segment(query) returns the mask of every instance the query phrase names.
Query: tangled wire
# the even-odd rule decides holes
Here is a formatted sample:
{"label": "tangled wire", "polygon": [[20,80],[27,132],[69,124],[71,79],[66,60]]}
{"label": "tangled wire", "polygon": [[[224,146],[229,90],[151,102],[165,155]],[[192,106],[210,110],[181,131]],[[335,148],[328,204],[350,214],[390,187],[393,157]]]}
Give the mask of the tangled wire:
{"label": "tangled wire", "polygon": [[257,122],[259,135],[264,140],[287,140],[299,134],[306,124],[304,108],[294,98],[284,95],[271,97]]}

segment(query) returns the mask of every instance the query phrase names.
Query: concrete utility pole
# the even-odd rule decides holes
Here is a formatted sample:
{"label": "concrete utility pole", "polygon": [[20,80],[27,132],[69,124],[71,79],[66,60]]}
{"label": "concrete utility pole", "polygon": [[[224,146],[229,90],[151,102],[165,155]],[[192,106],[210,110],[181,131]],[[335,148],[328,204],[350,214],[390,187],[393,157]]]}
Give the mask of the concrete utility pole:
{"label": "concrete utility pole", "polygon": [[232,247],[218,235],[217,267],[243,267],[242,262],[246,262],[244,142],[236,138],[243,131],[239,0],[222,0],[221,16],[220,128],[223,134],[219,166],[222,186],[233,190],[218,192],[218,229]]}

══════════════════════════════

* What is needed *
Go through the records and set every one down exactly.

* Answer to the problem *
segment(query) returns the mask of every instance the query phrase names.
Query: tangled wire
# the even-odd rule decides holes
Here is a formatted sample:
{"label": "tangled wire", "polygon": [[20,80],[27,132],[69,124],[71,79],[66,60]]}
{"label": "tangled wire", "polygon": [[[224,146],[229,90],[151,102],[165,155]],[[192,106],[210,110],[181,131]],[[335,148],[328,204],[350,214],[390,187],[393,157]]]}
Give the mask of the tangled wire:
{"label": "tangled wire", "polygon": [[257,122],[259,135],[264,140],[287,140],[299,134],[306,124],[304,108],[294,98],[284,95],[271,97]]}

segment(query) returns the mask of every instance the query phrase names.
Query: concrete utility pole
# the even-odd rule decides holes
Here is a formatted sample:
{"label": "concrete utility pole", "polygon": [[20,80],[27,132],[69,124],[71,79],[66,60]]}
{"label": "concrete utility pole", "polygon": [[[224,146],[229,90],[151,102],[165,155]],[[192,106],[210,110],[181,131]],[[335,148],[328,204],[350,214],[390,187],[393,157]]]}
Give the mask of the concrete utility pole:
{"label": "concrete utility pole", "polygon": [[232,247],[218,235],[217,267],[243,267],[242,262],[246,262],[244,142],[236,138],[243,131],[239,0],[222,0],[221,16],[220,128],[223,134],[219,166],[222,186],[233,190],[218,192],[218,229]]}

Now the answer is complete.